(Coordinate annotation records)
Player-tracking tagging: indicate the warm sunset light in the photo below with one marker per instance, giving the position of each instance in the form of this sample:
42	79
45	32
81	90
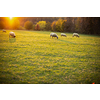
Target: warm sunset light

● **Problem requirements**:
Switch "warm sunset light" to "golden evening glow" throughout the material, keeping all other text the same, and leave the pictures out of your answer.

● **Result of this exercise**:
Player-tracking tagging: indicate the golden evening glow in the photo below with one marker per instance, giving the position of each instance in the form of this sample:
42	79
45	32
81	90
Target: golden evening glow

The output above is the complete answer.